Supplied records.
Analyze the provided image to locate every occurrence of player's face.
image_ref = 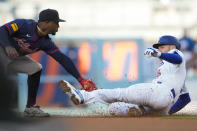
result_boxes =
[47,21,59,35]
[158,45,170,53]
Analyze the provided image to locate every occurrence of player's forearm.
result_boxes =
[159,53,182,64]
[168,93,191,114]
[0,27,10,47]
[51,51,81,80]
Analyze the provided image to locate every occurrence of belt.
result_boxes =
[171,88,176,98]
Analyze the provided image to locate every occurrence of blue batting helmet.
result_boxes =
[153,35,181,49]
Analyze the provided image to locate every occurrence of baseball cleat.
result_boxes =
[24,105,50,117]
[60,80,83,105]
[128,106,145,117]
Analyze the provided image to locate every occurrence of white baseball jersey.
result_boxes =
[153,49,186,94]
[80,49,186,112]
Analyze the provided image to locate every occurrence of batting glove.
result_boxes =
[144,48,161,57]
[78,78,98,92]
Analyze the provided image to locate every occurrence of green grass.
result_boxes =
[161,116,197,120]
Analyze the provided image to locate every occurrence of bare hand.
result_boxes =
[5,46,19,57]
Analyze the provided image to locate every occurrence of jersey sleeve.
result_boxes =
[0,19,25,47]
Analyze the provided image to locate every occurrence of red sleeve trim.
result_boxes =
[48,49,59,54]
[5,24,12,35]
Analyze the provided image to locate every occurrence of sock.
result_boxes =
[26,70,42,107]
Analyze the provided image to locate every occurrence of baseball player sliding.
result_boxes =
[60,35,190,116]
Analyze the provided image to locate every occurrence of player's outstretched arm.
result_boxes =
[51,51,97,91]
[168,93,191,114]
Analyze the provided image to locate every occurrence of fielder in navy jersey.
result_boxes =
[0,9,97,116]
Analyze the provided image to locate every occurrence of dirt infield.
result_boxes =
[0,116,197,131]
[63,117,197,131]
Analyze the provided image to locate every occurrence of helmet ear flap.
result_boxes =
[176,43,181,50]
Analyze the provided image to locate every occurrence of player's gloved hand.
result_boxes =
[78,78,98,92]
[5,46,19,57]
[144,48,161,57]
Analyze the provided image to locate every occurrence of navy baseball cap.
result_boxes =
[38,9,65,23]
[153,35,180,49]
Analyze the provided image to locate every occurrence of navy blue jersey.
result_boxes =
[0,19,58,55]
[0,19,81,79]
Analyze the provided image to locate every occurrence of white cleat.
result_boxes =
[128,106,146,117]
[24,105,50,117]
[60,80,83,105]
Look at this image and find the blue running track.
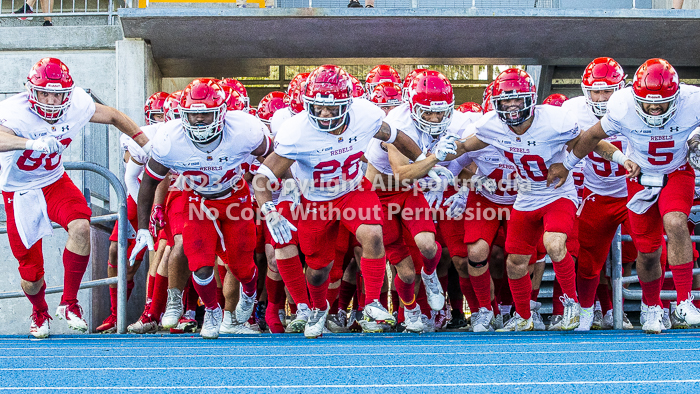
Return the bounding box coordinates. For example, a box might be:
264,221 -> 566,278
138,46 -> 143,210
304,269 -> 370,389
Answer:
0,330 -> 700,394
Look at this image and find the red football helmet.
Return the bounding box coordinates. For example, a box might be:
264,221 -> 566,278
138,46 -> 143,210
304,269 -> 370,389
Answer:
581,57 -> 625,117
26,57 -> 74,121
408,70 -> 455,137
143,92 -> 169,124
256,92 -> 287,125
302,65 -> 353,132
365,64 -> 401,95
284,73 -> 309,114
163,90 -> 182,122
369,82 -> 402,107
632,59 -> 680,127
542,93 -> 569,107
457,101 -> 484,114
218,78 -> 250,111
401,68 -> 428,103
180,78 -> 226,144
221,86 -> 248,111
491,68 -> 537,126
348,73 -> 367,98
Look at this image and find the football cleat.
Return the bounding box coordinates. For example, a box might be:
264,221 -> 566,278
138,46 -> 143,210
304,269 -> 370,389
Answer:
420,269 -> 445,311
496,312 -> 534,332
199,307 -> 223,339
56,302 -> 87,332
472,307 -> 496,332
284,303 -> 311,334
160,288 -> 183,328
559,294 -> 593,331
29,310 -> 51,339
95,314 -> 117,334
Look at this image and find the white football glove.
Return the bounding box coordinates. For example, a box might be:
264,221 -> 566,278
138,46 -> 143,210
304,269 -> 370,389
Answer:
433,134 -> 459,161
471,175 -> 498,193
260,201 -> 297,244
280,179 -> 301,211
24,136 -> 66,155
442,186 -> 469,219
129,228 -> 154,266
423,189 -> 444,209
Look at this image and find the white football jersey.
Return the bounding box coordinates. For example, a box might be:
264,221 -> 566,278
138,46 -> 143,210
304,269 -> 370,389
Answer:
275,98 -> 384,201
0,87 -> 95,192
561,96 -> 627,197
146,111 -> 267,197
600,85 -> 700,174
270,107 -> 294,137
474,105 -> 580,211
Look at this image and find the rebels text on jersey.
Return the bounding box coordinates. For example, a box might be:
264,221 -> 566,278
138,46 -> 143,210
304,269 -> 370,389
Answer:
474,105 -> 580,211
0,87 -> 95,192
275,98 -> 384,201
146,111 -> 267,198
561,96 -> 627,197
600,85 -> 700,174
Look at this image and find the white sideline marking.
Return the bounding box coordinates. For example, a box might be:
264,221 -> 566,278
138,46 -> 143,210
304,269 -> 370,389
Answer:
0,348 -> 700,359
0,360 -> 700,372
0,379 -> 700,391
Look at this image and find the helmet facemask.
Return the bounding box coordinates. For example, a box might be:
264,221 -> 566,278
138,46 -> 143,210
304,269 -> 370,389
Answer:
179,103 -> 226,144
491,91 -> 537,126
303,93 -> 352,132
411,101 -> 454,138
26,81 -> 73,121
634,91 -> 679,127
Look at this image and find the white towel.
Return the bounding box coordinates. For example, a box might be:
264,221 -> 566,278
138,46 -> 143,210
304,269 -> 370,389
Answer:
13,189 -> 53,249
627,186 -> 662,215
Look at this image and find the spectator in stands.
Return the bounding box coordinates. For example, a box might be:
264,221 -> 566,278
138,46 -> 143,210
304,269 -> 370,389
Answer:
14,0 -> 53,26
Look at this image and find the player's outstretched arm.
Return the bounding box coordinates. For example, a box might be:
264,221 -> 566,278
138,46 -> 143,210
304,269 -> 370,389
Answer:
90,103 -> 148,149
253,152 -> 294,206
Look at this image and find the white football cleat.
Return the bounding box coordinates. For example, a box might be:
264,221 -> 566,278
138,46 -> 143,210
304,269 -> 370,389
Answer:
420,269 -> 445,311
56,302 -> 87,332
200,306 -> 223,339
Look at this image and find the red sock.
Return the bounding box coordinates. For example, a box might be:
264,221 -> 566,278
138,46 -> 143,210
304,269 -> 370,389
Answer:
146,275 -> 156,300
552,252 -> 578,302
193,273 -> 220,309
308,279 -> 328,311
459,276 -> 478,313
109,287 -> 118,316
216,284 -> 226,308
508,275 -> 532,319
149,273 -> 170,320
391,285 -> 399,312
394,275 -> 416,309
277,256 -> 309,305
470,269 -> 492,310
326,286 -> 340,313
639,276 -> 663,306
423,242 -> 444,276
552,277 -> 564,315
265,276 -> 285,334
416,282 -> 431,316
576,275 -> 600,308
360,256 -> 386,305
596,284 -> 612,315
61,249 -> 90,305
379,291 -> 389,310
24,280 -> 49,312
338,280 -> 357,311
669,261 -> 693,304
126,279 -> 134,301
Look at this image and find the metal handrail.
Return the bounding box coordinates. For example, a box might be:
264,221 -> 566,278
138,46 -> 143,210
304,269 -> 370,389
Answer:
0,162 -> 130,334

Given problem. Starting at the beginning of the records and stopping after the line that contains "[60,35,190,116]", write those lines out again, requests included, with every box coordinate in the answers offset by 148. Leave the pictures out.

Answer to the problem.
Analyze the provided image to locate every occurrence of player's face.
image_ref = 
result_boxes =
[195,169,207,183]
[306,193,318,201]
Analyze the provided image to locate every occurrence of player's forearm.
result_boxes =
[307,201,330,212]
[316,241,339,262]
[148,175,158,195]
[199,199,229,228]
Analyze the provided image to locate every occurrence of belt.
result_boxes =
[319,236,324,246]
Analyze the provided image to locate every occurrence of blue batting helmet.
result_boxes =
[301,183,329,197]
Analyze the provided image to locate every occurrence of baseball cleat.
result_boxes =
[172,253,198,265]
[208,228,231,253]
[276,254,293,265]
Analyze the provided image to locate every occurrence of white baseball jersey.
result_boxes =
[301,197,334,242]
[228,197,334,260]
Analyze the provided image to locate every occurrence of batting glove.
result_boxes =
[292,196,309,205]
[226,226,246,240]
Analyze the provided image to locate every occurrence of green grass.
result_boxes =
[309,264,345,268]
Analyze the provided image to locate every occurrence of bare hand.
result_boxes =
[153,194,167,205]
Analyze the provided image to locate every occurrence of jersey sleeve.
result_boxes =
[148,167,173,195]
Analyze the provided image to locate every occurrence of red sleeve trim.
result_boxes =
[196,197,207,202]
[153,172,160,183]
Analyze the provided image to locate every occurrence of sock.
result_boxes =
[174,218,190,255]
Analyze the provided image to locate every occurrence of baseball player sliding.
result_boxes =
[208,183,338,264]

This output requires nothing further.